### Set problem
Show each line from the records below that contains the word "officer", copied in full.

### Task inputs

....................

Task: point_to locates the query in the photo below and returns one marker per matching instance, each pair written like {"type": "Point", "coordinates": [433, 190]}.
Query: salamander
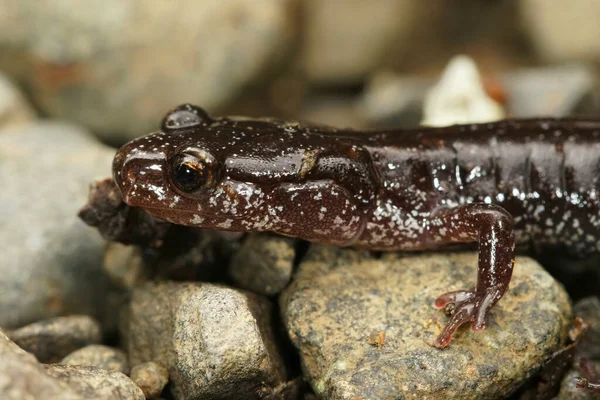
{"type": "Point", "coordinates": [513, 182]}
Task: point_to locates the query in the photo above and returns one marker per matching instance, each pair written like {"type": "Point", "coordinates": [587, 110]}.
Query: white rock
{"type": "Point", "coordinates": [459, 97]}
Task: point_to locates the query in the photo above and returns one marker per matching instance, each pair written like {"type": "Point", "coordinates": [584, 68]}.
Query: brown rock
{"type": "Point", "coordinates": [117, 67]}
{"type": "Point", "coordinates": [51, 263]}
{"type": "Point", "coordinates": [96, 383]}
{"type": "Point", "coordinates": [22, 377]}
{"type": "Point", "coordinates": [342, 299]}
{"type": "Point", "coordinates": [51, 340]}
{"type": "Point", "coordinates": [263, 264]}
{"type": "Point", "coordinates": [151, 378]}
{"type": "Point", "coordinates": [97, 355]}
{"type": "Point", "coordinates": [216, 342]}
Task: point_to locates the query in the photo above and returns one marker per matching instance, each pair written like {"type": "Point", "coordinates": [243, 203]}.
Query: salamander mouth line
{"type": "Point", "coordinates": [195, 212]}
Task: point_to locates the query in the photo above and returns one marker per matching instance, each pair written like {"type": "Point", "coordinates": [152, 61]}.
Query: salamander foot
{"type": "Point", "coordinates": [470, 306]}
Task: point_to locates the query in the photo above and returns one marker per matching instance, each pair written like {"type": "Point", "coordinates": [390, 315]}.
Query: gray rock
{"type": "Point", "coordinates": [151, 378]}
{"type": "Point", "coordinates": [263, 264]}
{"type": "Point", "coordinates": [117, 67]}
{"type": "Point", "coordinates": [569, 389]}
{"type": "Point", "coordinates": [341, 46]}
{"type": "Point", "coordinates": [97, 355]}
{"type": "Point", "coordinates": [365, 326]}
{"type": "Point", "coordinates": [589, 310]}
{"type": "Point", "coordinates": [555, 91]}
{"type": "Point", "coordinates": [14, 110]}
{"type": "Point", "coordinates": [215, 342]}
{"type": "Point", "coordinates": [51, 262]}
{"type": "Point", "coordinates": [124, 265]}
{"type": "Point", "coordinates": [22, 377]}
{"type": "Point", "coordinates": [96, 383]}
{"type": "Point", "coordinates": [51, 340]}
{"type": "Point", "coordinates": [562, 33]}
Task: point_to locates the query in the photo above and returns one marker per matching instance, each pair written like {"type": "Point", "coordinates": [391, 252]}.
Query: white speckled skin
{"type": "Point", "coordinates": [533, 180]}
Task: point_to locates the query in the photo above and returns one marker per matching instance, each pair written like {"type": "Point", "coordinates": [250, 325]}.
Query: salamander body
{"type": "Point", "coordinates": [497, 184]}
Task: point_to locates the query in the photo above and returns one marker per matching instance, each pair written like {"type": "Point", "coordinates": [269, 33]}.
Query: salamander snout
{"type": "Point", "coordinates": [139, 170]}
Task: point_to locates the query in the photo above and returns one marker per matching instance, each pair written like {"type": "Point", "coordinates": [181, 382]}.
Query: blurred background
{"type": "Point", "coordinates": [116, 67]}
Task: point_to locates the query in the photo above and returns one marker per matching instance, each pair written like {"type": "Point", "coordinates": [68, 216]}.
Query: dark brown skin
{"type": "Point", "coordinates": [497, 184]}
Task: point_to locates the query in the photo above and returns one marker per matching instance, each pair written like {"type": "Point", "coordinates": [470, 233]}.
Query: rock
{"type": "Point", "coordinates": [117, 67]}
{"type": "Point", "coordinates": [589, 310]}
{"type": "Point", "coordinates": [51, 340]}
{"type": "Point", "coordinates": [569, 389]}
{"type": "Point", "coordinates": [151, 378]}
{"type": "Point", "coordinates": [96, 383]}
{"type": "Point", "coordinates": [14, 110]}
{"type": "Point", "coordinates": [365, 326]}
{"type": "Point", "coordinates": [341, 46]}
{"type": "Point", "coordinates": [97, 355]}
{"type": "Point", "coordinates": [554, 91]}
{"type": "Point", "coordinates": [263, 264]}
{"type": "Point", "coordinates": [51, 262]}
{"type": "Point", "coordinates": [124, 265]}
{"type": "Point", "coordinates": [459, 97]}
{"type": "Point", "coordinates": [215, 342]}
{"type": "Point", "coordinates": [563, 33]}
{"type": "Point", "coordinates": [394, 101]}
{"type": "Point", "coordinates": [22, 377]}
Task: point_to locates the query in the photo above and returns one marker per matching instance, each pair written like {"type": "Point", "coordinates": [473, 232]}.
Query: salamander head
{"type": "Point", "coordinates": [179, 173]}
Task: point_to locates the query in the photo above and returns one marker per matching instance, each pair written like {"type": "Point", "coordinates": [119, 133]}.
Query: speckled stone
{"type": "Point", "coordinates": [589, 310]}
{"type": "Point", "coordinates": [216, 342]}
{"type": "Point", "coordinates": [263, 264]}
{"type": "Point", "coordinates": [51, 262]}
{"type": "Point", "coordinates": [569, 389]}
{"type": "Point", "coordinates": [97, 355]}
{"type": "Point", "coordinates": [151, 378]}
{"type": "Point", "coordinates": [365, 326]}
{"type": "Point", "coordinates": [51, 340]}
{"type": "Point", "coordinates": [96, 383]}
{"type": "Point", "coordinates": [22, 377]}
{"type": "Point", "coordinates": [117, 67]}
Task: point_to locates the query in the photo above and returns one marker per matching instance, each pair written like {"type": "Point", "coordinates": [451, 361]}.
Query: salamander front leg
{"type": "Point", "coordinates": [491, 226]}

....................

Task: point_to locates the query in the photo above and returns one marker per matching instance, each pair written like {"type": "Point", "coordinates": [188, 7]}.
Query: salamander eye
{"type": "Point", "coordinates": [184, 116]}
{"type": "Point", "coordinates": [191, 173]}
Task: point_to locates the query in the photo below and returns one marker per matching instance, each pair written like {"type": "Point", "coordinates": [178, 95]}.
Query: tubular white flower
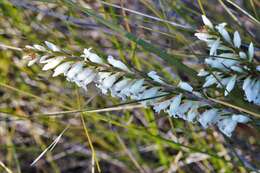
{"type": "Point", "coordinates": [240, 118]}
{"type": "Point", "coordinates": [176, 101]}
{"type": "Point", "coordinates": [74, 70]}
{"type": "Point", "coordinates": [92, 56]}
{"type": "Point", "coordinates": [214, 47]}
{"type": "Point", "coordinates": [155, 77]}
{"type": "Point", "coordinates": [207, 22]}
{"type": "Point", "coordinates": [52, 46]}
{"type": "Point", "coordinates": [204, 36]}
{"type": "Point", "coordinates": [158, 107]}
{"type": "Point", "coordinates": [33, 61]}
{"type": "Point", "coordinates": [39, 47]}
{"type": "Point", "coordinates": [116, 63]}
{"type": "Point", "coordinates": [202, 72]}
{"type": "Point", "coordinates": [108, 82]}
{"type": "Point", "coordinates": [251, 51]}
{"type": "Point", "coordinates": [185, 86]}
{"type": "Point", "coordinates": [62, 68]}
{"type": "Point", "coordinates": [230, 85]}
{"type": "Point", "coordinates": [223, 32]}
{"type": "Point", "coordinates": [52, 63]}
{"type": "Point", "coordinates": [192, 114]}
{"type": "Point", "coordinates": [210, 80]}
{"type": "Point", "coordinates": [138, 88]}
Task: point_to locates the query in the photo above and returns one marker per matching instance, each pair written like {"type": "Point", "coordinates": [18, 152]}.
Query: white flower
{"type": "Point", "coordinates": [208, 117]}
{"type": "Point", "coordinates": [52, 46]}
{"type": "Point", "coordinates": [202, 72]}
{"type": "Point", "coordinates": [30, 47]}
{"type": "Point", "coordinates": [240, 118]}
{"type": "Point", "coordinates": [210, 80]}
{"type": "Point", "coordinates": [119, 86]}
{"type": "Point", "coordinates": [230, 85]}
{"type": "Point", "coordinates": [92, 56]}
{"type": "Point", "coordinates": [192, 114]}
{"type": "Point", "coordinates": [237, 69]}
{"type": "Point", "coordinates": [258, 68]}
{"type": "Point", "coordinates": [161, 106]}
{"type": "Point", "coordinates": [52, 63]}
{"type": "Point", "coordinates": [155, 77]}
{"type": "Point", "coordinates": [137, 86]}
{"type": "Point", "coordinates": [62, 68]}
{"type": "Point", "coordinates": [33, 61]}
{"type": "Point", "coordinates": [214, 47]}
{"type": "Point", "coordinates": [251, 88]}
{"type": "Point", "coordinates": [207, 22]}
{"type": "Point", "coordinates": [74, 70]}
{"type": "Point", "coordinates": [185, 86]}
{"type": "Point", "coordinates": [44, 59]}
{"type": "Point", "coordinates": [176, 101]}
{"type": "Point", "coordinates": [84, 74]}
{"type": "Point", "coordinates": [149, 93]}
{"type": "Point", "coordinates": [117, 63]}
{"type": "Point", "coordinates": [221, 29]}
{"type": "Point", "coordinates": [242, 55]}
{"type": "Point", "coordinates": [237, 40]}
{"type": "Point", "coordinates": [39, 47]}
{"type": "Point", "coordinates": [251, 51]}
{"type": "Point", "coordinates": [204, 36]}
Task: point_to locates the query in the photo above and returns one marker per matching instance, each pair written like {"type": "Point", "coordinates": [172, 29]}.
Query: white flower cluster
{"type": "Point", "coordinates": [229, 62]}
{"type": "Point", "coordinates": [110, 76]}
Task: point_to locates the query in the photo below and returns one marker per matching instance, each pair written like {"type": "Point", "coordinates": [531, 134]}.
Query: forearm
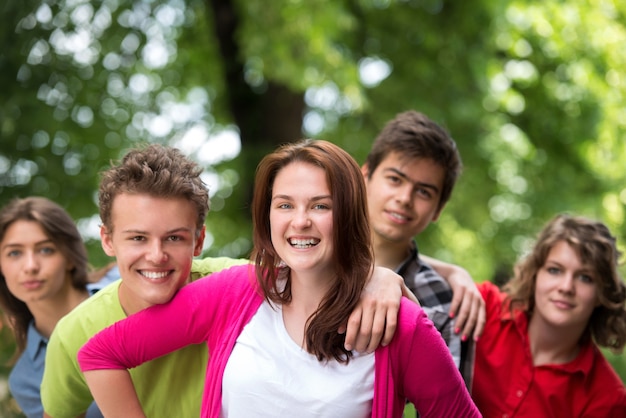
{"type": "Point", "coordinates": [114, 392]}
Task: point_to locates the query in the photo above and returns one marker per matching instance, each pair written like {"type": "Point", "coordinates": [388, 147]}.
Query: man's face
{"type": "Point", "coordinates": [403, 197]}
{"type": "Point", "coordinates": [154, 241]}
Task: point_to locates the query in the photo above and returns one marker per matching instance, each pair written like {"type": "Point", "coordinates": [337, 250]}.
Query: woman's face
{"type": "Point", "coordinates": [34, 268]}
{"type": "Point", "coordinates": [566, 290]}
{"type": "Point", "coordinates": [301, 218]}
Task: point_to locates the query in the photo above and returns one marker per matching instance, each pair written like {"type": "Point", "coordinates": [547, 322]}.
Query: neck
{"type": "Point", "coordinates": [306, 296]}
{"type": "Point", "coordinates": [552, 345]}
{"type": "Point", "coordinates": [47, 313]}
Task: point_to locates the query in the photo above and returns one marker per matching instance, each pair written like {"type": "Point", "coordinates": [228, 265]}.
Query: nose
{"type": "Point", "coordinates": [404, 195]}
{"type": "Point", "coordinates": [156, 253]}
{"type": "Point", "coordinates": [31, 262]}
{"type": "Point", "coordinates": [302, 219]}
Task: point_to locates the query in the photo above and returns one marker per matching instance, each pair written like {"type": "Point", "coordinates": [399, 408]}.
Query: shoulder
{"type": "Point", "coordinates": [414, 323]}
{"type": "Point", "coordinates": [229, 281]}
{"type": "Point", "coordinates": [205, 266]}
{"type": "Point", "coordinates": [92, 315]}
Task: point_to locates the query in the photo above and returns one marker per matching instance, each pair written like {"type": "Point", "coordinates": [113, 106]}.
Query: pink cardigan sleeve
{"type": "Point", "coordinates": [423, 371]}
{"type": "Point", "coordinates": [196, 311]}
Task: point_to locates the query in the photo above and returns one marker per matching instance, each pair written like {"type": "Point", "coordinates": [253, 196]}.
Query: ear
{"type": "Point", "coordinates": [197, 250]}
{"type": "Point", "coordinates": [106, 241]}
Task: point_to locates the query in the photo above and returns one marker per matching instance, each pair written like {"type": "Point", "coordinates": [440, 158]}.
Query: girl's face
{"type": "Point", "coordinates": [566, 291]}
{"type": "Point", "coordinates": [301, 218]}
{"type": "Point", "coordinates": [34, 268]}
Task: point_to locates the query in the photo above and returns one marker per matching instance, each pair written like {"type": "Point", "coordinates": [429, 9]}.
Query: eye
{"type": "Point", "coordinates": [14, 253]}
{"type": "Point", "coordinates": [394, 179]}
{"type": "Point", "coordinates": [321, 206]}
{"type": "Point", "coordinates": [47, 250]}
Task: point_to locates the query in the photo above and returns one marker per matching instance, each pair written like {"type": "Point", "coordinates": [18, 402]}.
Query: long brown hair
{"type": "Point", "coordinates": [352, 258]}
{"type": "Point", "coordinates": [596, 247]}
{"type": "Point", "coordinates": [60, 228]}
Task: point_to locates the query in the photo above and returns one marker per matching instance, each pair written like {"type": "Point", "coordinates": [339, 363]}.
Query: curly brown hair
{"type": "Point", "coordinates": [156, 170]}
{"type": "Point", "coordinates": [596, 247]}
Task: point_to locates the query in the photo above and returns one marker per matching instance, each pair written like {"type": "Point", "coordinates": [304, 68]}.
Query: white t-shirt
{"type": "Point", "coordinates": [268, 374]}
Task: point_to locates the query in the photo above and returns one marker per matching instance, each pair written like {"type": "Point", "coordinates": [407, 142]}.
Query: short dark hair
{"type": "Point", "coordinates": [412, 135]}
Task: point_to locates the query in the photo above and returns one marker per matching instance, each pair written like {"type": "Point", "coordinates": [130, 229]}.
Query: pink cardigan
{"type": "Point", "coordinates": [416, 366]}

....................

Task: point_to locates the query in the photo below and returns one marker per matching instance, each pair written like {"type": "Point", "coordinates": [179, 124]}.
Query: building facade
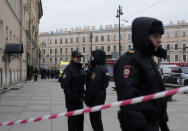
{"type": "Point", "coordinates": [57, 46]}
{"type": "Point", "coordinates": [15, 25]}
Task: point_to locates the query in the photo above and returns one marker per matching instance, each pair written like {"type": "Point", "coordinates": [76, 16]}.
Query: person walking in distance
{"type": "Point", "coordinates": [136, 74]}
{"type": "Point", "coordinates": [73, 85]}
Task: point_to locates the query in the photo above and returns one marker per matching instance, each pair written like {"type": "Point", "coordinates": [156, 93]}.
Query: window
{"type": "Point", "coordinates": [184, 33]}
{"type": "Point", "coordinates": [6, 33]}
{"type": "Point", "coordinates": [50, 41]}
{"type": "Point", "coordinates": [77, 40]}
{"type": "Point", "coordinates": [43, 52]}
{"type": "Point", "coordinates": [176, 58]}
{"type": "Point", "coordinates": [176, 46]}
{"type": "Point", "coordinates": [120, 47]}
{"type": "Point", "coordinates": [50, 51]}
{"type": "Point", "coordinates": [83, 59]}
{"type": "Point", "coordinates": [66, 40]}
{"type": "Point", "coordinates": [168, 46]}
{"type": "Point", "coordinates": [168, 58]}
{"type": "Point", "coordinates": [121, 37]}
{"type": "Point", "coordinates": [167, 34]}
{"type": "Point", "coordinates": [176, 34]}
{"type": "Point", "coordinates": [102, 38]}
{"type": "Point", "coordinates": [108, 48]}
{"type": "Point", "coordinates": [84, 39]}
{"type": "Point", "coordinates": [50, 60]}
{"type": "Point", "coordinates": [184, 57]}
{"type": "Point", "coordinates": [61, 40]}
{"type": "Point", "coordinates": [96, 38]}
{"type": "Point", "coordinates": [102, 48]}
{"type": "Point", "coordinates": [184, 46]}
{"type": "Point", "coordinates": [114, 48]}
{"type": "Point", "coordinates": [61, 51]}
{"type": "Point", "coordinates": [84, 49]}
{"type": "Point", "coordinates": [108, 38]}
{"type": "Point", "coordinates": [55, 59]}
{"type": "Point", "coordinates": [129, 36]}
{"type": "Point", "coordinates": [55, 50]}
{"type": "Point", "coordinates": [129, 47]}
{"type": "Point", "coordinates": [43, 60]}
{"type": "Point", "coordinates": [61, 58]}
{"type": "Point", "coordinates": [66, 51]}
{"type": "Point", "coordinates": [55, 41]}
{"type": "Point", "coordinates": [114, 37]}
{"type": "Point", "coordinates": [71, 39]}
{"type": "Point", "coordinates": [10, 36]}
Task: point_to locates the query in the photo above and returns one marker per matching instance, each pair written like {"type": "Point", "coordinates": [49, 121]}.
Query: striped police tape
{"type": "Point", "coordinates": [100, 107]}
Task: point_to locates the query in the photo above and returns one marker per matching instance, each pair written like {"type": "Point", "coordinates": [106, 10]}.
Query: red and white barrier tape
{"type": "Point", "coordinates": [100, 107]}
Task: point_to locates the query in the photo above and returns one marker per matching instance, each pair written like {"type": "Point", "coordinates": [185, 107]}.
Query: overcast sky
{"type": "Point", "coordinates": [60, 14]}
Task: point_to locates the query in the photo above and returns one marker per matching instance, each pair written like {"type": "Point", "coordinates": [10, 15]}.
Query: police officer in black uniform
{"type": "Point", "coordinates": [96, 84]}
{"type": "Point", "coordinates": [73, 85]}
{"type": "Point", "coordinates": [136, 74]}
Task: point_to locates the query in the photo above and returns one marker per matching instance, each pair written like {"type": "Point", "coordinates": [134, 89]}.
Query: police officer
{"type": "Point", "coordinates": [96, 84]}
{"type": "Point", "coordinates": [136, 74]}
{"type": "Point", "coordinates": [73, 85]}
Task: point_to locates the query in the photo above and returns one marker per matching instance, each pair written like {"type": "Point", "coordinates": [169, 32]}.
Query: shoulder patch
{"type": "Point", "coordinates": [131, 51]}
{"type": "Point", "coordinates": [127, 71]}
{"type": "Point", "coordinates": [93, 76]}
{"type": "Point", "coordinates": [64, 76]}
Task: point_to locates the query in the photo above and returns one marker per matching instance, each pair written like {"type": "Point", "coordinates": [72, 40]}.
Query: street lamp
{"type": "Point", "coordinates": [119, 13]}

....................

### Written solution
Query: police officer in black uniform
Query: police officer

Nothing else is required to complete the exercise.